OBJECTIVE: Find every line in the rows that contains the string "blue" and copy each one out. Case counts.

╭──

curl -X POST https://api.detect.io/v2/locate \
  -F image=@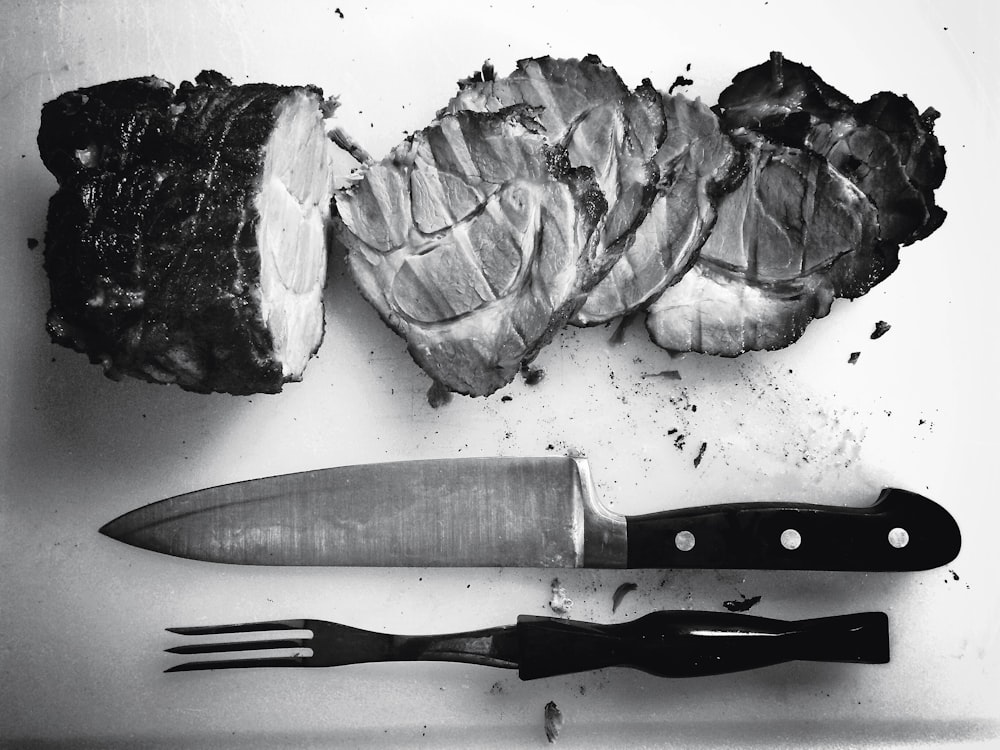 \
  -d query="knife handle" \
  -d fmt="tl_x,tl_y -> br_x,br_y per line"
626,488 -> 962,571
517,611 -> 889,680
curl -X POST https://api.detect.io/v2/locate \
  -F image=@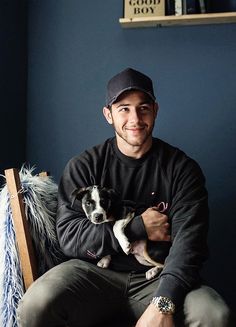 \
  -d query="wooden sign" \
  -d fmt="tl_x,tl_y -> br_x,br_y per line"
124,0 -> 165,18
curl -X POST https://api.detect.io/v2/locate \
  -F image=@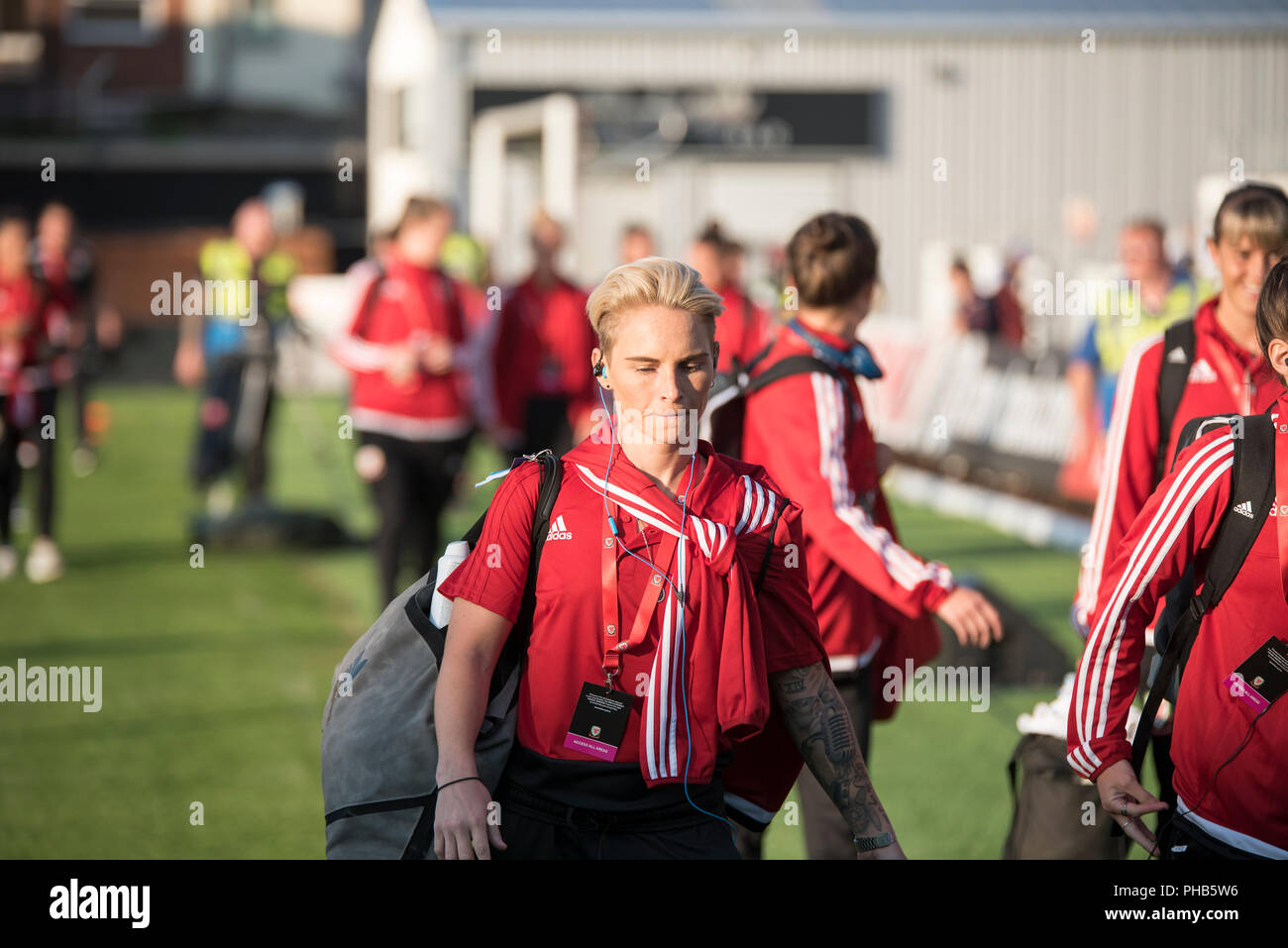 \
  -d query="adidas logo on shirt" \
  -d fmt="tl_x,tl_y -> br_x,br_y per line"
546,514 -> 572,544
1189,360 -> 1216,385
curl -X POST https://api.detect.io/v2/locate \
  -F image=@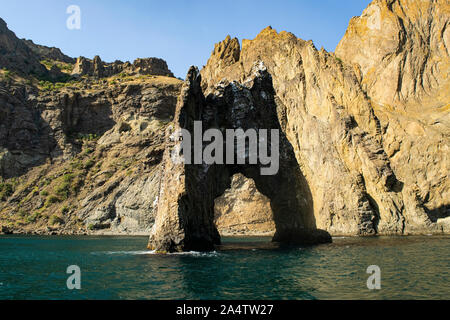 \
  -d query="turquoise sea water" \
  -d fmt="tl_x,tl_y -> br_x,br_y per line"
0,236 -> 450,300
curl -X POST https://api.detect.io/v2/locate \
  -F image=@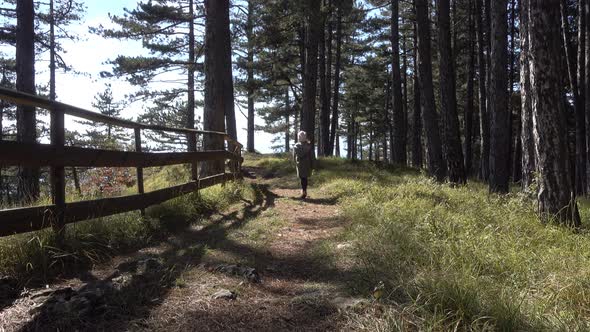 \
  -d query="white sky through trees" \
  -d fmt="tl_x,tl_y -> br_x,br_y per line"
6,0 -> 273,153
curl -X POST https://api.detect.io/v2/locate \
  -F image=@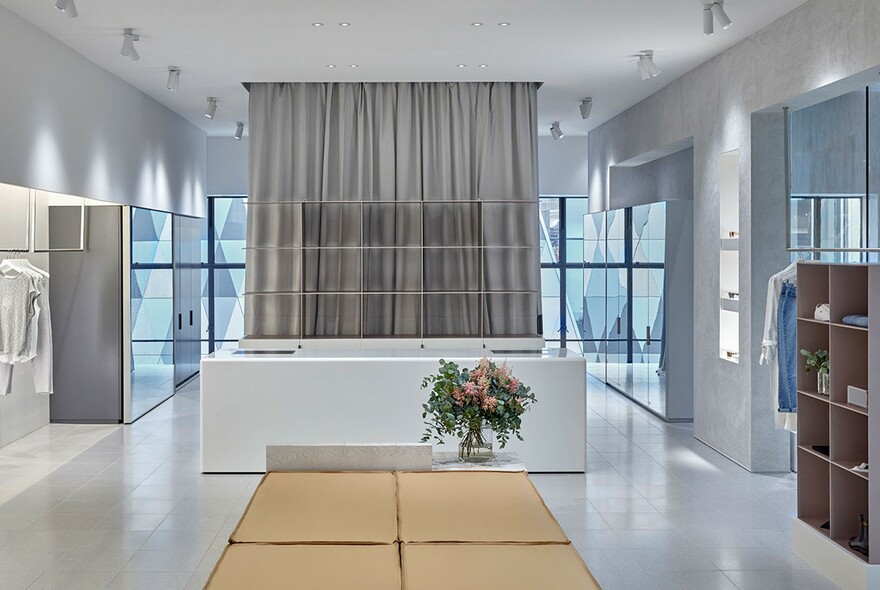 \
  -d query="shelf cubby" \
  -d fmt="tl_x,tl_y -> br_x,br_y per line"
798,448 -> 831,536
829,264 -> 868,324
795,319 -> 830,392
718,150 -> 741,364
797,393 -> 831,458
829,405 -> 868,469
797,264 -> 830,320
830,465 -> 871,561
830,326 -> 868,404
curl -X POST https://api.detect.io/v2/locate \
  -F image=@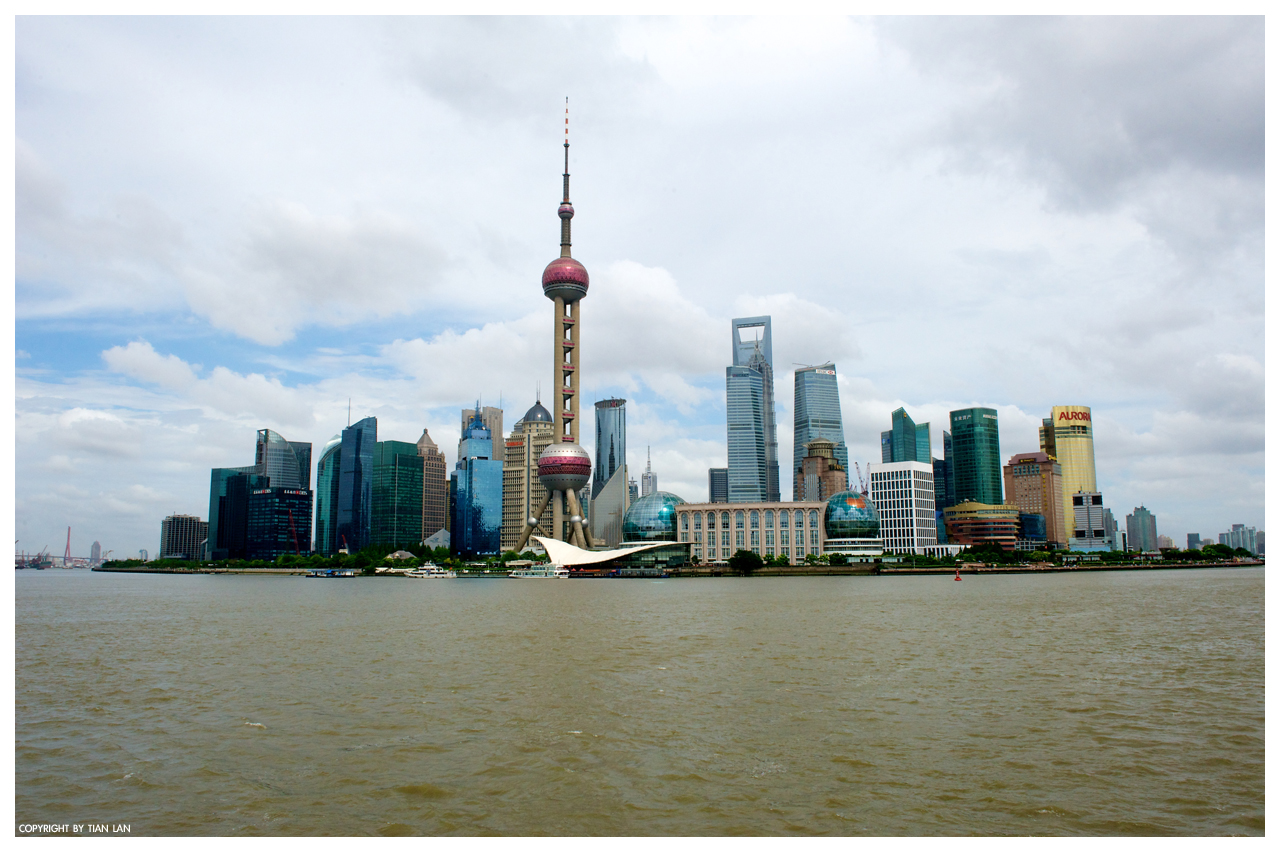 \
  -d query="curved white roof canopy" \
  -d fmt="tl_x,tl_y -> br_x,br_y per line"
534,536 -> 677,568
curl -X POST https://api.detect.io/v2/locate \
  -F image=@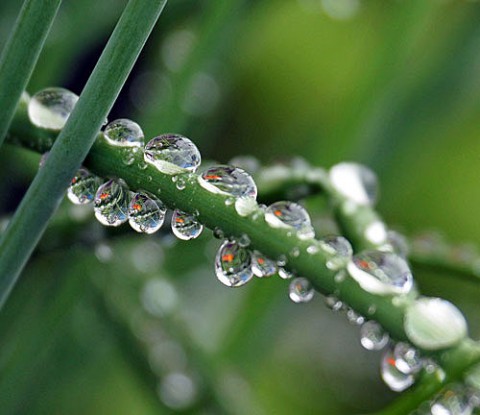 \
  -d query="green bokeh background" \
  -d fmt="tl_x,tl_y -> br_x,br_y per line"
0,0 -> 480,415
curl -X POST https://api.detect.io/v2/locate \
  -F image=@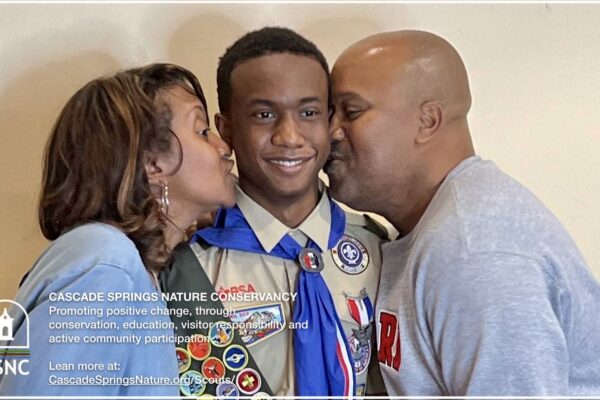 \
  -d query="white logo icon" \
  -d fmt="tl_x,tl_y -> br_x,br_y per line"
0,300 -> 29,349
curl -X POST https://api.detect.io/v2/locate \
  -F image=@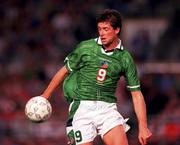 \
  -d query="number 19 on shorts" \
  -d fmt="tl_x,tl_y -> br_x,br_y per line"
74,130 -> 82,143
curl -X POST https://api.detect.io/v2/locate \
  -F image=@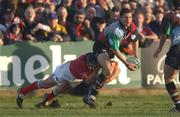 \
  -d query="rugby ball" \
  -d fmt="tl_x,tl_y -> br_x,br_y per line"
126,56 -> 141,69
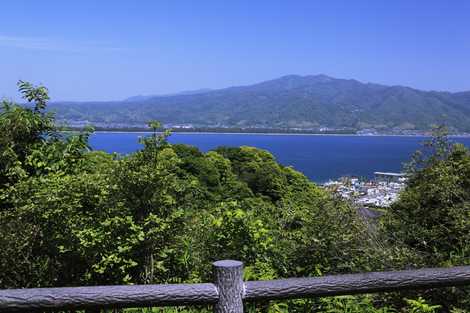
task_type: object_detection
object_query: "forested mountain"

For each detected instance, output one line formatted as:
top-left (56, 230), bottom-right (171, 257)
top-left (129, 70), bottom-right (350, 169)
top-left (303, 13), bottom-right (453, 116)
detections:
top-left (47, 75), bottom-right (470, 132)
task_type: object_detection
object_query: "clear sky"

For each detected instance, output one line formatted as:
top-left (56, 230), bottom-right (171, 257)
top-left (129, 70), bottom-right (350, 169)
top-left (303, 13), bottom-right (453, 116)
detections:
top-left (0, 0), bottom-right (470, 100)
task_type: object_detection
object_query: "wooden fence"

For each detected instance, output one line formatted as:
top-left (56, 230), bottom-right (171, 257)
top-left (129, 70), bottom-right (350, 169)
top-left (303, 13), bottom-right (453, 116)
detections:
top-left (0, 260), bottom-right (470, 313)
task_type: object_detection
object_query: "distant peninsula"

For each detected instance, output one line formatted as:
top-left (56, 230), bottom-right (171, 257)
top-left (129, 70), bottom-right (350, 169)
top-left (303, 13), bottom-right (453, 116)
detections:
top-left (49, 75), bottom-right (470, 135)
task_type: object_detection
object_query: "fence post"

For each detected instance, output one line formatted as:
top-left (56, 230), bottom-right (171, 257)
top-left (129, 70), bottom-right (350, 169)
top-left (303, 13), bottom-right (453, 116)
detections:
top-left (212, 260), bottom-right (245, 313)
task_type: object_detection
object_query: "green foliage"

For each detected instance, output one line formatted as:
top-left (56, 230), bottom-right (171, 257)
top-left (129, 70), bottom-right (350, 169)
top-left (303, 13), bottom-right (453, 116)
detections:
top-left (0, 82), bottom-right (470, 312)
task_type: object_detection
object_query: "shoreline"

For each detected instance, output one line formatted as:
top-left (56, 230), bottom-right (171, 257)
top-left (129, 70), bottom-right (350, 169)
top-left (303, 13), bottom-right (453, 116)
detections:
top-left (89, 130), bottom-right (470, 138)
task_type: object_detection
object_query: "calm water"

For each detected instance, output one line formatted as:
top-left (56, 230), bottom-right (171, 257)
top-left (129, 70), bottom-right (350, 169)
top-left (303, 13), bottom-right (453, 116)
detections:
top-left (90, 133), bottom-right (470, 182)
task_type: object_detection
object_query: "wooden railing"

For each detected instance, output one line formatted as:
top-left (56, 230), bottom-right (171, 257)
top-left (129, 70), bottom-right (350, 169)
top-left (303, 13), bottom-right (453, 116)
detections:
top-left (0, 260), bottom-right (470, 313)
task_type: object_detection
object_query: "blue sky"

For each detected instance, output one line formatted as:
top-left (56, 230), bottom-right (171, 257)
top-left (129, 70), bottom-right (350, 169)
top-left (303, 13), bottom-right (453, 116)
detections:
top-left (0, 0), bottom-right (470, 100)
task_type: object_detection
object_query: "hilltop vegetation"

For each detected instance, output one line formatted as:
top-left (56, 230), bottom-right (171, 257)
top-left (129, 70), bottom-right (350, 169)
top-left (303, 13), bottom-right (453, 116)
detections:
top-left (0, 82), bottom-right (470, 312)
top-left (51, 75), bottom-right (470, 132)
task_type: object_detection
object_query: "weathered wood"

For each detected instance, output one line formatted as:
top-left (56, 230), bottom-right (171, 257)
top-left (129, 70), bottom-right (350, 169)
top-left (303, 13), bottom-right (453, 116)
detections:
top-left (0, 261), bottom-right (470, 313)
top-left (0, 283), bottom-right (219, 312)
top-left (213, 260), bottom-right (244, 313)
top-left (245, 266), bottom-right (470, 300)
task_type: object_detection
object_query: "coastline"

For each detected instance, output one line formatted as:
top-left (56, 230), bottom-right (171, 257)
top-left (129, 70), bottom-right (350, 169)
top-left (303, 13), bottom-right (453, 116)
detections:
top-left (89, 130), bottom-right (470, 138)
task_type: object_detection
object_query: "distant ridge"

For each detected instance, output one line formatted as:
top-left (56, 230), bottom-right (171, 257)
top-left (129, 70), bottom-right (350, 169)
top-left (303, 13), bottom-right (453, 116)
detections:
top-left (50, 74), bottom-right (470, 133)
top-left (124, 88), bottom-right (212, 102)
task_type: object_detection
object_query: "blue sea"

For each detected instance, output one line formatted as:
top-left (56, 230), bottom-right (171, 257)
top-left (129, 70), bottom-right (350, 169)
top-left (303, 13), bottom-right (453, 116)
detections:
top-left (90, 132), bottom-right (470, 183)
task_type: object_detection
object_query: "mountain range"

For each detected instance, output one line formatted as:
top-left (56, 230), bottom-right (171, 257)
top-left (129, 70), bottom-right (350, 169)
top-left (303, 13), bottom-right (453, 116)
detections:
top-left (49, 75), bottom-right (470, 132)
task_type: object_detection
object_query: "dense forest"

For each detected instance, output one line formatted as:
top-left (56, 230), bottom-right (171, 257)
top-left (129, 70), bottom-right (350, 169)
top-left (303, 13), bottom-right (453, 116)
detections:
top-left (0, 82), bottom-right (470, 313)
top-left (50, 75), bottom-right (470, 133)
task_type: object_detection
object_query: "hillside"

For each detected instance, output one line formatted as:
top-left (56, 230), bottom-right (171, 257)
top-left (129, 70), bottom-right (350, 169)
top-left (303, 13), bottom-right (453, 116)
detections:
top-left (50, 75), bottom-right (470, 132)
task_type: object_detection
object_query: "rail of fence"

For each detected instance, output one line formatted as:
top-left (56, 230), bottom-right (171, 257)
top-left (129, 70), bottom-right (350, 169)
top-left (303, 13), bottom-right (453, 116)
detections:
top-left (0, 260), bottom-right (470, 313)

╰──

SOLUTION FOR THIS EXERCISE:
object_query: "blue sky"
object_query: "blue sea"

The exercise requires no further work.